■ EXERCISE BRIEF ■
Pull every line holding the word "plate" from the data below and copy it.

■ RECORD EXTRACTS ■

· · ·

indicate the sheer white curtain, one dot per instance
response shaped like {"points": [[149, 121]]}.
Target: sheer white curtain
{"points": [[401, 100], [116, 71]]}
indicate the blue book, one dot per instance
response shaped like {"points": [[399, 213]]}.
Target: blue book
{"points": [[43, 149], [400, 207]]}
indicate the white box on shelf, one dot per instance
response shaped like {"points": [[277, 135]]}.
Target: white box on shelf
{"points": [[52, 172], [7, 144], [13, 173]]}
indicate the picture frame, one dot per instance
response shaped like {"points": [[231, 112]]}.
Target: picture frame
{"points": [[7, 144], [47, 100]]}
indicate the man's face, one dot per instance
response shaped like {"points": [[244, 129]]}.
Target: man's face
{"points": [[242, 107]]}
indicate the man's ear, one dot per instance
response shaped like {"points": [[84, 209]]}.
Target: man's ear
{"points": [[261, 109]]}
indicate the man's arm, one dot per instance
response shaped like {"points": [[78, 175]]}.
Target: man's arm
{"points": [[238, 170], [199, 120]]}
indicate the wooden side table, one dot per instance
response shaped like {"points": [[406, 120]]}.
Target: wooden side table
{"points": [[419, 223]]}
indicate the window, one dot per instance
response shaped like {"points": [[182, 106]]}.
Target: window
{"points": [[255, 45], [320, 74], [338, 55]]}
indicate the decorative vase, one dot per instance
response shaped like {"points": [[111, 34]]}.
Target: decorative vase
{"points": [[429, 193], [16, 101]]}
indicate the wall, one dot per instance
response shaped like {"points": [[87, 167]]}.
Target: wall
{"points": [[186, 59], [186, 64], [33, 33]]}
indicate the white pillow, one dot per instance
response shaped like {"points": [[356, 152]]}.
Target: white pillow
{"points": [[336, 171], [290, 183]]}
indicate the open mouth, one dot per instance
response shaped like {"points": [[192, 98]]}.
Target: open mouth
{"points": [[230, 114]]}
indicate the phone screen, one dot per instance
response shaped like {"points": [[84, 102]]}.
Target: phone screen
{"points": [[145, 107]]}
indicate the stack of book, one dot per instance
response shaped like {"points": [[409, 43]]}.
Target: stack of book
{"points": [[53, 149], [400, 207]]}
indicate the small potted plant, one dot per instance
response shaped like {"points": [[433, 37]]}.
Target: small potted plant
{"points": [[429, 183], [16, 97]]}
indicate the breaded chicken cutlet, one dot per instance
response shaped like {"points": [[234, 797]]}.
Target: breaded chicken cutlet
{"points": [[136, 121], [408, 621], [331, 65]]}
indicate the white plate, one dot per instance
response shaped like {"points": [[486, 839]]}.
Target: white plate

· · ·

■ RESPONSE TO THIS TASK ■
indicate the white plate, one dot per instance
Target: white plate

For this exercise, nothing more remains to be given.